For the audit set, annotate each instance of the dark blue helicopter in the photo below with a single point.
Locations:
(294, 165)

○ ○ ○ ○

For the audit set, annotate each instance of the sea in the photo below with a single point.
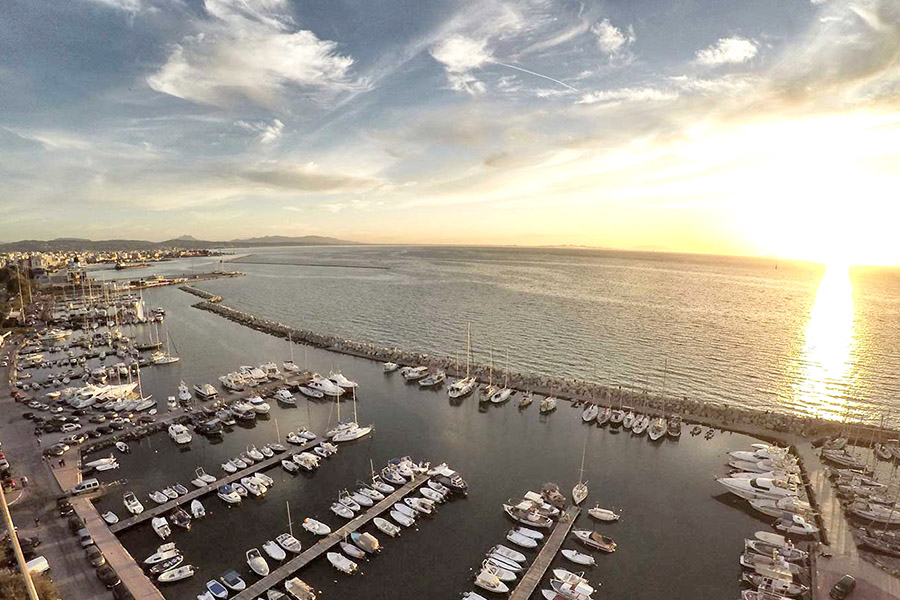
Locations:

○ ○ ○ ○

WORK TO BE COMPLETED – If a line in the records above has the word "instance", copy it.

ANSWER SECTION –
For the audit set, annotate each instance of the dark blue helicopter in the photo below with a single point.
For the audit set, annotate each instance of the sea in the photo below with a single point.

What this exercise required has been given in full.